TASK TO COMPLETE:
Produce a word-for-word copy of the listing below without its pictures.

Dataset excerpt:
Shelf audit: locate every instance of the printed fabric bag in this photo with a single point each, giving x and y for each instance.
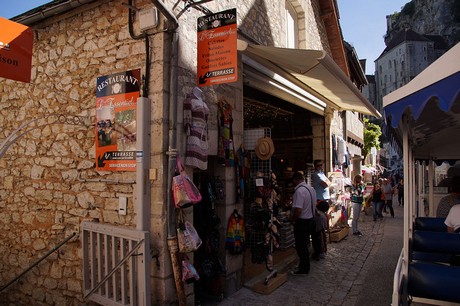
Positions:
(185, 192)
(187, 236)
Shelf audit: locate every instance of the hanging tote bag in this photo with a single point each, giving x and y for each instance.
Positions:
(185, 192)
(188, 239)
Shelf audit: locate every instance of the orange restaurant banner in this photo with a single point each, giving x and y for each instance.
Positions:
(116, 103)
(217, 53)
(16, 43)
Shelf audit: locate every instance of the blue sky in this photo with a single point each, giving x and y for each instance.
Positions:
(363, 22)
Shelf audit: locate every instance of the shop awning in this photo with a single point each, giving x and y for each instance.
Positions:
(313, 71)
(430, 103)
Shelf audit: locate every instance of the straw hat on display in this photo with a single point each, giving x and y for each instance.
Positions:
(264, 148)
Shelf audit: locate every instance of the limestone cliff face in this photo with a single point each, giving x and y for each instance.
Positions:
(427, 17)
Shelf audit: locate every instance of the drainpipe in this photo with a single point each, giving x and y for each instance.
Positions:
(172, 151)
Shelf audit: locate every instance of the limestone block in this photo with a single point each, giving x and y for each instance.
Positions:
(38, 244)
(50, 283)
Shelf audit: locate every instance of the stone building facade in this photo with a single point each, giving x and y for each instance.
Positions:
(49, 183)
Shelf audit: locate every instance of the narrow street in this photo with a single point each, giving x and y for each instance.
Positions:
(356, 271)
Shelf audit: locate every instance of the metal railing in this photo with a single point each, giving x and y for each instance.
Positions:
(37, 262)
(116, 264)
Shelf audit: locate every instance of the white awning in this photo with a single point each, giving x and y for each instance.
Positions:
(313, 71)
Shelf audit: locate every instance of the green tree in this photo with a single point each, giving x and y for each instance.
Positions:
(372, 133)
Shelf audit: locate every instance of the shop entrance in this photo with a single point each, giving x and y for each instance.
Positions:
(267, 198)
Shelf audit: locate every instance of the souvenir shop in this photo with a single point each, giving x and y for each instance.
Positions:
(278, 140)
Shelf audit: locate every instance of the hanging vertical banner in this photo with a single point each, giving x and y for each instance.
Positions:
(217, 53)
(16, 43)
(116, 98)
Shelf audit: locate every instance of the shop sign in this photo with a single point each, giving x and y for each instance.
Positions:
(16, 43)
(116, 98)
(217, 53)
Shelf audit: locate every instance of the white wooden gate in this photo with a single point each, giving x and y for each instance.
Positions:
(116, 265)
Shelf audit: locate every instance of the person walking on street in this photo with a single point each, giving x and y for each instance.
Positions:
(376, 199)
(302, 216)
(356, 191)
(388, 194)
(320, 182)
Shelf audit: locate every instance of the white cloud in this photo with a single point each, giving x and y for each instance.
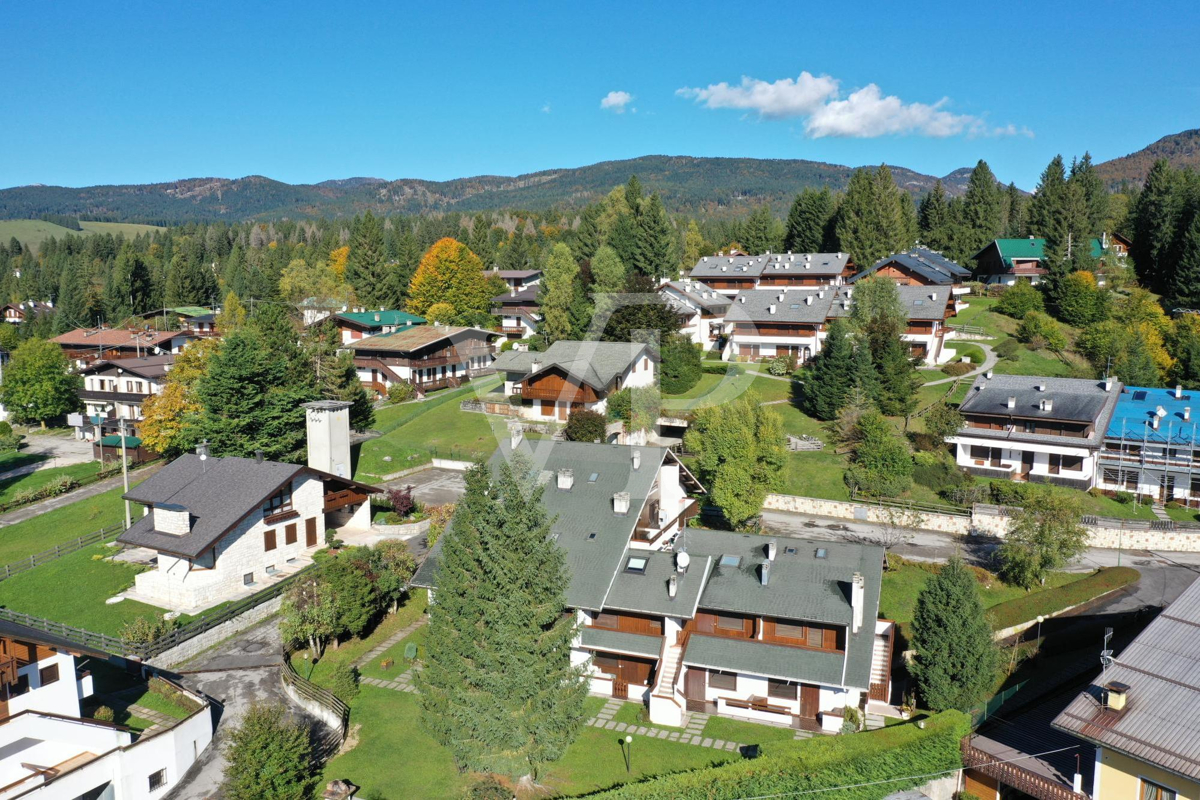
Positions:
(784, 97)
(616, 101)
(864, 113)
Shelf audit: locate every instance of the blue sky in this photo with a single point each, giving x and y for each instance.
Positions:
(305, 91)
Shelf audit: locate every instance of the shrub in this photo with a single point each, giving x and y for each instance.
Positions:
(1008, 349)
(1019, 300)
(343, 681)
(585, 426)
(1008, 493)
(1050, 601)
(957, 368)
(401, 392)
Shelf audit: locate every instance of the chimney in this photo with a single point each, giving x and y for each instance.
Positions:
(1116, 695)
(328, 425)
(857, 600)
(565, 479)
(171, 518)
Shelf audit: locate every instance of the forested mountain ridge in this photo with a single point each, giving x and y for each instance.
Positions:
(690, 185)
(1180, 149)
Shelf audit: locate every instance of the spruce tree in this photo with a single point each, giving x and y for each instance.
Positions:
(498, 689)
(654, 252)
(832, 376)
(954, 656)
(365, 268)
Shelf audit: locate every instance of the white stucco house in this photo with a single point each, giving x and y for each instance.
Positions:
(226, 528)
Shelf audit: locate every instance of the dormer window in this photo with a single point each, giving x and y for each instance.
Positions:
(279, 503)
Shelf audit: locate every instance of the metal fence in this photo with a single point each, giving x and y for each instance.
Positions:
(59, 551)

WRITTEN ANSWER:
Shelf audit: locate every instance of the printed fabric bag in this photo with a single point each, giving x and y for each instance.
Positions:
(185, 192)
(187, 236)
Shelf audit: locate every instance of the hanging tote bag in this photo with a single point each, giving x and y for each instance.
Positions:
(185, 192)
(188, 239)
Shelf audit: locate every instance of the orange restaurant banner in this photo with a single point each, giving x and y for each instance.
Positions:
(116, 103)
(217, 53)
(16, 43)
Shelf audit: locate every instance of the blue sky in this photo with a single point each, giving x and y for each instance.
Positions:
(363, 22)
Shelf audit: locate every instance of the shop awning in this photo with a single point each, giving x and y for each instance.
Positions:
(313, 71)
(430, 103)
Shelf audit: locate every instance of the straw hat on display in this photo with a single point each, giving x and y for each instance.
Positions:
(264, 148)
Shelf audit: locate every instance of the limestone cliff face in this photo with a single point each, giving x and y for each instance.
Positions:
(427, 17)
Shelf audit: locate every instance of the drainpipe in this photo with a single point each, giving x and y for each instance.
Positions:
(172, 151)
Shelf audit: locate every instance of the limestone block in this photo with a single point each, giving x and y for each instance.
Positions:
(38, 244)
(50, 283)
Shelf audit: locate every instance of the stone building facade in this photo with a single point each, giving x and y for each instance.
Positions:
(49, 183)
Shelf audit: locate every instance of the narrow street in this photo with a single point each, giving x and y for each instance.
Positions:
(356, 271)
Shelf audit: locate every instance of the metal railing in this photo with a single point each, giving x and y for each instance.
Positions:
(37, 262)
(116, 264)
Shelf audit: locate every instance of the white awning in this photo with a single point each, giving x and y for each instance.
Positions:
(313, 71)
Shelf audit: locate every instance of the green tree in this photo with a single point each, giving x and y for each instance.
Positions:
(372, 133)
Shelf audit: locate every instance of the shop entrance in this photo with a single point each, giving x and y for each instance.
Positions:
(267, 198)
Shelf audit: locate every instance of the souvenir shop in this photo with a single point each, giving x and y for each instance.
Positions:
(278, 140)
Shelf audit: locate every instance of the hanging vertical banner in this photo with a single point each, giving x and y for each instance.
Positions:
(217, 53)
(16, 43)
(116, 98)
Shelf audit: locate every instance of the shop sign in this photo with a single point each, giving x and y for each instance.
Positions:
(16, 43)
(116, 98)
(217, 53)
Shelf audit: locate every instance of the white wooden gate in this photo with a single point each, giving x and y for each instance.
Positions:
(116, 265)
Shelf audit: locate every instance of the person walking on street in this photo with a single point each, giving x and y for each instance.
Positions:
(376, 199)
(302, 216)
(356, 191)
(388, 194)
(320, 182)
Shelf audit: locate every instance of the white cloud in this photo with a single point each, giving x and y for each instance.
Positions:
(784, 97)
(616, 101)
(864, 113)
Shelf audit: locate every instance of the blue sky in this photo with a single point each, giving x and y for each instance.
Positions:
(305, 91)
Shelf audit: locate every instance of the shrub in this photo with a single point each, giving x and y for each instance.
Positions:
(1008, 349)
(1019, 300)
(343, 681)
(585, 426)
(1008, 493)
(1050, 601)
(957, 368)
(401, 392)
Shelf audit: locate every instance of the chimney in this photo with a single point each, giving x and y for each instance.
Positions:
(1116, 695)
(328, 425)
(857, 600)
(565, 479)
(171, 518)
Shelf audit: locate every instance of the forested mountain ridge in this photo with a single point each, giving x and y for each instance.
Positions:
(690, 185)
(1180, 149)
Shelf audit: locate every instance of the spruce tree in this photo with a single point each, giving x and y for each instance.
Positions:
(498, 689)
(654, 252)
(832, 376)
(954, 656)
(365, 268)
Shelf audit: locate every instance of the white stucco house in this photo with a single point each, giving x and y for each instance.
Positions:
(226, 528)
Shelf audit: locate every instance of the dormer window in this photo with a single point each, giving x and y for each instance.
Positions:
(279, 503)
Shelf audit: locate every instance of the metal fence in this photo with a single point each, giving x and y for each instance.
Positions:
(59, 551)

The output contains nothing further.